Feature: Italy's Best Parks & Reserves
|Park||Features||Activities||Best Time to Visit|
|Abruzzo, Lazio e Molise||granite peaks, beech woods, bears, wolves||hiking, horse riding||May-Oct|
|Appennino Tosco-Emiliano||mountains, forests, lakes||skiing, cycling, hiking, horse riding||Feb-Oct|
|Arcipelago di La Maddalena||rocky islets, beaches, translucent sea||sailing, diving, snorkelling||Jun-Sep|
|Asinara||albino donkeys, former prison||cycling, boat tours, snorkelling||Jun-Sep|
|Aspromonte||coniferous forests, high plains, vertiginous villages||hiking||May-Oct|
|Circeo||sand dunes, rocky coastline, woods, wetlands||hiking, birdwatching||Apr-Jun & Sep-Oct|
|Cilento e Vallo di Diano||Greek temples, dramatic coastline, caves||hiking, swimming, birdwatching||May-Oct|
|Cinque Terre||Unesco World Heritage site, colourful fishing villages, terraced hillsides||hiking, diving||Apr-Oct|
|Delta del Po||marshes, wetlands||cycling, birdwatching||May-Oct|
|Dolomiti Bellunesi||Unesco World Heritage site, rock spires, highland meadows, chamois||skiing, hiking, mountain biking||Dec-Oct|
|Dolomiti di Sesto||jagged mountains, Tre Cime di Lavaredo (Three Peaks)||hiking, mountain biking, rock climbing||Jun-Sep|
|Etna||active volcano, black lava fields, forests||hiking, horse riding||May-Oct|
|Gargano||ancient forests, limestone cliffs, grottoes||diving, hiking, cycling, snorkelling||Jun-Sep|
|Golfo di Orosei e del Gennargentu||sheer cliffs, granite peaks, prehistoric ruins||hiking, sailing, rock climbing, canyoning||May-Sep|
|Gran Paradiso||Alpine villages, mountains, meadows, ibex||skiing, snowboarding, hiking, climbing, mountain biking||Dec-Oct|
|Gran Sasso e Monti della Laga||ragged peaks, birds of prey, wolves||skiing, hiking, climbing||Dec-Mar|
|Madonie||Sicily's highest peaks, wooded slopes, wolves, wildflowers||hiking, horse riding||May-Jun & Sep-Oct|
|Majella||mountains, deep gorges, bears||hiking, cycling||Jun-Sep|
|Maremma||reclaimed marshes, beaches||hiking, horse riding, birdwatching||May-Oct|
|Monti Sibillini||ancient hamlets, mountains, eagles||hiking, mountain biking, paragliding||May-Oct|
|Pollino||mountains, canyons, forest, Larico pines, rare orchids||rafting, canyoning, hiking||Jun-Sep|
|Prigionette||forest paths, albino donkeys, Giara horses, wild boar||hiking, cycling||May-Oct|
|Sciliar-Catinaccio||pasture lands, valleys, storybook alpine villages||hiking, cycling||Jun-Sep|
|Sila||wooded hills, lakes, remote villages, mushrooms||skiing, hiking, canyoning, horse riding||Dec-Mar & May-Oct|
|Stelvio||Alpine peaks, glaciers, forests||year-round skiing, hiking, cycling, mountain biking||Dec-Sep|
|Val Grande||Alpine woodlands, chamois, wolves, birdlife||hiking, birdwatching||May-Sep|
The Alps & Dolomites
Italy's wild, lushly wooded Alps stretch from France in the west, via the southern borders of Austria and Switzerland, to Slovenia in the east. For hikers, they offer heady mountain vistas, swooping forested valleys and views over large glacial lakes such as Garda, Como and Maggiore.
──────────────────────────────
## Stated task
In the feature on Italy's best parks and reserves, which large glacial lakes are named as visible from the Alps?
──────────────────────────────
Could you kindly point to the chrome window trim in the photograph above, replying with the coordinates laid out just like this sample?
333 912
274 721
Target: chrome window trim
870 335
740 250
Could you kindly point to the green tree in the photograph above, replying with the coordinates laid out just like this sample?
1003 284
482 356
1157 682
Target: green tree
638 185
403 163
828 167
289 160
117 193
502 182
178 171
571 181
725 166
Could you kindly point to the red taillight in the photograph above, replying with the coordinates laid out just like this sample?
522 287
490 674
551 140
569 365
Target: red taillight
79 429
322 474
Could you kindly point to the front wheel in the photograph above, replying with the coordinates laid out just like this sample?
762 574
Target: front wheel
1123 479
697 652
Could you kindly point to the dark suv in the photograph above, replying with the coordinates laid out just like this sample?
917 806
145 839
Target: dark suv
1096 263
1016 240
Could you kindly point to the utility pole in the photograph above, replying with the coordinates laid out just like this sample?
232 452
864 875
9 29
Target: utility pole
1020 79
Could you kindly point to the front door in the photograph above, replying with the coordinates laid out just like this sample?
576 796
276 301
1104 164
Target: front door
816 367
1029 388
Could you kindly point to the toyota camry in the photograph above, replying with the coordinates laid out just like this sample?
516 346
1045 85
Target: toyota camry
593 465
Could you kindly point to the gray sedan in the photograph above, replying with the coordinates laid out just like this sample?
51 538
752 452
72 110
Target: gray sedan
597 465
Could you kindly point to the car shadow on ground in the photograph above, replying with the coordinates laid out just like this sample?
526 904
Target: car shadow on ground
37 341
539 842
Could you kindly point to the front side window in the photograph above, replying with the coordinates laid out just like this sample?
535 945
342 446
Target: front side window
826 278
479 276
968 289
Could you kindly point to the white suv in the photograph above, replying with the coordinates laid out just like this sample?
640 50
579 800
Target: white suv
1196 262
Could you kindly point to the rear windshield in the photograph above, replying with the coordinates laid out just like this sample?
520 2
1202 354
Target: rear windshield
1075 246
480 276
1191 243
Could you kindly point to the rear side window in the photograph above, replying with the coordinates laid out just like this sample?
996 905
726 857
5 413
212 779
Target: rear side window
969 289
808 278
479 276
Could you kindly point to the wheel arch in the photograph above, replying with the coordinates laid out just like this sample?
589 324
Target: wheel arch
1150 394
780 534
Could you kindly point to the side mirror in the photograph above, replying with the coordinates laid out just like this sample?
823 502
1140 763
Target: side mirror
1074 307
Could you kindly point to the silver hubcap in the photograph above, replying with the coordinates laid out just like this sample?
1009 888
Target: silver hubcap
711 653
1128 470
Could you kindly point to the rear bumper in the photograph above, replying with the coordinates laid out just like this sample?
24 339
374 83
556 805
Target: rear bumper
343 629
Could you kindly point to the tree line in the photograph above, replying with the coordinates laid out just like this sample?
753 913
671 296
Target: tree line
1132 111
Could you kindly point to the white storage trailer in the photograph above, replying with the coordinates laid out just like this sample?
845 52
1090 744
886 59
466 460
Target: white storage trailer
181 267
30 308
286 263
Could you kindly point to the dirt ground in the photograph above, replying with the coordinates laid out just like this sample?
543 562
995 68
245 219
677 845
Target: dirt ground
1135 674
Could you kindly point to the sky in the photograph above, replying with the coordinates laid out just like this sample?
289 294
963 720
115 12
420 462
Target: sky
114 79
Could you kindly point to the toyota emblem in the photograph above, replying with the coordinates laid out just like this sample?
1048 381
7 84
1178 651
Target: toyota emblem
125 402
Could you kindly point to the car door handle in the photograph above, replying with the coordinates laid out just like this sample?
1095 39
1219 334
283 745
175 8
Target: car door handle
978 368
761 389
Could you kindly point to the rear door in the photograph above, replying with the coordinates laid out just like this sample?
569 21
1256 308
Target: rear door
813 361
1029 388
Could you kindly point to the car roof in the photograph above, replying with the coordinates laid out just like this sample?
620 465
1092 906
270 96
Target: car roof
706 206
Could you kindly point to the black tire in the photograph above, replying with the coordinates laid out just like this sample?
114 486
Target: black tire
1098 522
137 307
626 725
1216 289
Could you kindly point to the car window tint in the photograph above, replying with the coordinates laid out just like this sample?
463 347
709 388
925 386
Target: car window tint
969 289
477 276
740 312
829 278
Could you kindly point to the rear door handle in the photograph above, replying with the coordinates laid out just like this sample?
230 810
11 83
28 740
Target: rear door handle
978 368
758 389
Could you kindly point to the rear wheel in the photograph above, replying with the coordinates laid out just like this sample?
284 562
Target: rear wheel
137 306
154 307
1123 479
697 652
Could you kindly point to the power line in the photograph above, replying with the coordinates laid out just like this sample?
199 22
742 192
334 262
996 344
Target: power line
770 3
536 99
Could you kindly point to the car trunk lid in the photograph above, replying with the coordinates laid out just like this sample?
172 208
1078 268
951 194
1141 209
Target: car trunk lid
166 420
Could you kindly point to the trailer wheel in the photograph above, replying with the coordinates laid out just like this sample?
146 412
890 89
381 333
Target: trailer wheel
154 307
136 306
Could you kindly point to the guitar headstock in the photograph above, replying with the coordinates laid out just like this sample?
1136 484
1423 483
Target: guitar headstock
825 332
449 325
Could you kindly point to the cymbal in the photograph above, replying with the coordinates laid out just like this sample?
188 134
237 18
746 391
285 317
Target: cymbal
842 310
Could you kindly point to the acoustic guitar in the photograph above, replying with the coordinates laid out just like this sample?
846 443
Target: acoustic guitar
──────────────────────────────
## The output
Garda, Como and Maggiore.